◆ What you need to do: Search the entries below for "liger", and copy each line where it appears.

◆ Data for processing:
■ ■ ■
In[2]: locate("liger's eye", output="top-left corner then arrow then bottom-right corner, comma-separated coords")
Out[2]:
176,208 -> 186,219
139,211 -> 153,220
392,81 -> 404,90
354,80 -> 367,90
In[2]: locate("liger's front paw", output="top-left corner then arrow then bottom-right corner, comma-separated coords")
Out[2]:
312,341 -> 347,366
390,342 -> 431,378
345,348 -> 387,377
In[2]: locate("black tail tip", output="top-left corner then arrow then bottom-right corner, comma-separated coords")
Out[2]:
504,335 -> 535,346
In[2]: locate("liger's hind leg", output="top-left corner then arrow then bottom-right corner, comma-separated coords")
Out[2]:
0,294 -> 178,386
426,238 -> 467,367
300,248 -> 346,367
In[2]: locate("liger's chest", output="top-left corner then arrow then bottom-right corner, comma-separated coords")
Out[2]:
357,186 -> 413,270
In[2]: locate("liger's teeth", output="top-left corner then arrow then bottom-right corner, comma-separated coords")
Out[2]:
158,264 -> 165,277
■ ■ ■
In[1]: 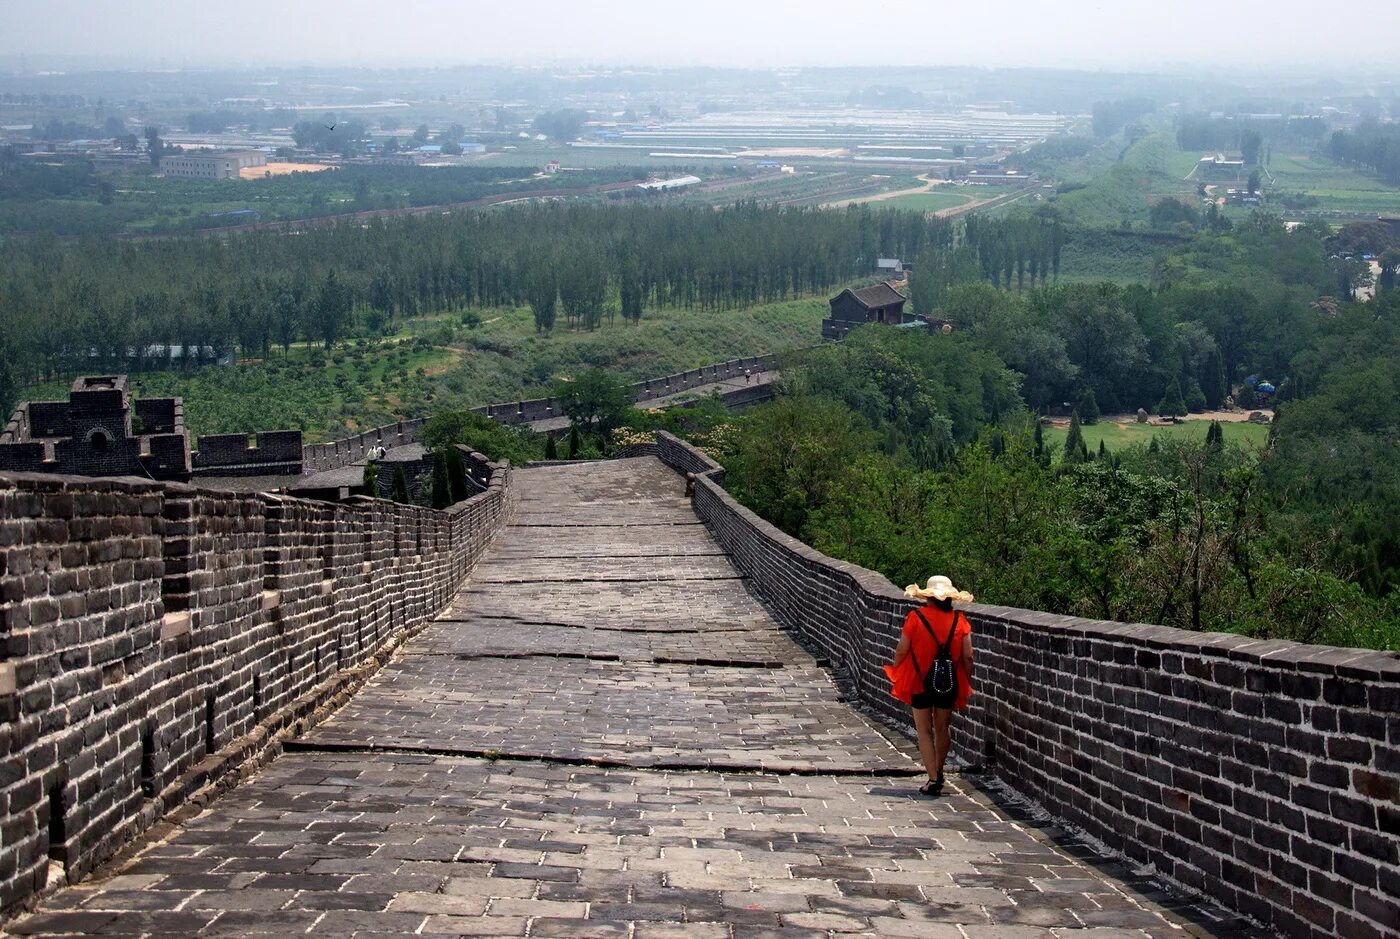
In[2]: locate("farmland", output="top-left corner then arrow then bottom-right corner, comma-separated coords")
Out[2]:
■ ■ ■
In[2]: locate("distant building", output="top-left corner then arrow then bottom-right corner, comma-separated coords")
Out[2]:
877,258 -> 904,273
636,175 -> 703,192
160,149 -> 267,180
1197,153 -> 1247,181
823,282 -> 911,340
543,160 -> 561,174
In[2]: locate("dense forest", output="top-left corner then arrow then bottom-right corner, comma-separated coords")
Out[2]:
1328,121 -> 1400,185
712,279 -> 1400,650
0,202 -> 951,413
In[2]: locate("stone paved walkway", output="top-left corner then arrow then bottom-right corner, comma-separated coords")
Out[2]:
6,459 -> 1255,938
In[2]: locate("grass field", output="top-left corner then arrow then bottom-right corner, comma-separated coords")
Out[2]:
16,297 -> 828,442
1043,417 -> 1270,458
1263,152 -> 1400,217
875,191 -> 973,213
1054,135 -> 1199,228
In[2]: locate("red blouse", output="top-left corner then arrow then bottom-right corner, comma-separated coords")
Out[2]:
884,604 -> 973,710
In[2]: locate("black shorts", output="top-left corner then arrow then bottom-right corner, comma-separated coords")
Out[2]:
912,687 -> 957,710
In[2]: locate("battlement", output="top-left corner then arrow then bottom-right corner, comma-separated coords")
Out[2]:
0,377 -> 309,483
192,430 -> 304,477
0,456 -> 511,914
■ ■ ■
◆ Result of this task:
In[2]: locate("liger's eye", output="top-left corner then arrow then bottom-right corner, comma-separated coords")
In[2]: locate("liger's front paw", output="top-left corner then arrow then bottom-right corner, comma-separated coords")
In[2]: locate("liger's hind leg", output="top-left corner then arrow then bottom-right corner, comma-separated coords")
In[2]: locate("liger's chest", output="top-left corner then arrow then bottom-right corner, comma-separated coords")
In[2]: locate("liger's teeth", output="top-left corner then arrow then bottom-right corner, comma-separated coords")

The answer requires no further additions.